### Отрывок страницы
=======
Эдуард Мане - Анри Перрюшо 18 стр.


Путешественник слышал о Мане. Он представляется в свою очередь. Его зовут Теодор Дюре, родом он из Сента и торгует коньяком; он любит искусство, литературу, и если Мане принимает его компанию, то он охотно предоставляет себя в его распоряжение. Французы подружились.

Вместе отправляются в музеи, на бой быков и даже едут в Толедо поглядеть на собор и картины Греко. Мане оттаял, он почти каждый день бывает в Прадо. «Уже один Веласкес стоит такого путешествия, – пишет он Фантен-Латуру... – Это живописец из живописцев». Портрет шута Филиппа IV Паблиллоса из Вальядолида кисти Веласкеса156 кажется ему «самым поразительным произведением живописи, когда-либо созданным». Полотна Гойи также приводят его в полное восхищение. Он в восторге от самого Мадрида, от живописности его улиц: кафе, где собираются тореро с Калле-де-Севилья, его просто очаровали. Ему нравится вместе с Дюре смешиваться с толпой, фланирующей по Пуэрта-дель-Соль или по проспекту Прадо, этим мадридским Елисейским полям, – там, где прогуливаются маленькие, изящные, кокетливые senoras – в руке веер, цветок в волосах, на голову наброшена мантилья, длинный кринолин, а в вечернем воздухе разносится музыка гитаристов и мандолинистов и aguadores157 предлагают воду, и продавцы газет выкрикивают: «La Correspondencia de esta noche!», «El Pueblo!», «La Iberia»158.

Но, невзирая на все усилия, Мане никак не может привыкнуть к местной пище. Он предпочитает голодать. Выдержав неделю такого режима, он решает прервать путешествие и вернуться во Францию.

На обратном пути – Мане возвращается вместе с Дюре – единственное происшествие: на вокзале в Андейи досмотрщик паспортов, прочитав имя Мане, кличет жену и детей поглазеть на автора «Олимпии». Его возбуждение передается остальным путешественникам, и они также начинают изучать необыкновенный экземпляр. Де Га был прав: Мане сейчас знаменит, как Гарибальди.

13 сентября он приезжает к своим в замок Вассе; он устал до изнеможения, изголодался, но доволен тем, что повидал в Испании, ибо это глубоко его потрясло. Работы Веласкеса и Гойи воскресили его, пробудили энергию. Захваченный чувством соперничества, он ощущает в себе огромное желание писать.

II. «Батиньольская школа»

Мане принадлежит к числу очень нервных людей, реагирующих на малейшее событие и почти без всяких промежуточных стадий переходящих от энтузиазма к унынию, от подавленности к возбуждению.
=======
### Исходные данные
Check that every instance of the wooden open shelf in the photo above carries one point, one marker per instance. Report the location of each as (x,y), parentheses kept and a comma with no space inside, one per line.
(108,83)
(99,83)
=======
### Задание
Выпишите из отрывка о Мане фрагмент между словами «13 сентября он» и «огромное желание писать.», включая их. Строки выше — отдельный материал, не связанный с отрывком.

### Ответ
13 сентября он приезжает к своим в замок Вассе; он устал до изнеможения, изголодался, но доволен тем, что повидал в Испании, ибо это глубоко его потрясло. Работы Веласкеса и Гойи воскресили его, пробудили энергию. Захваченный чувством соперничества, он ощущает в себе огромное желание писать.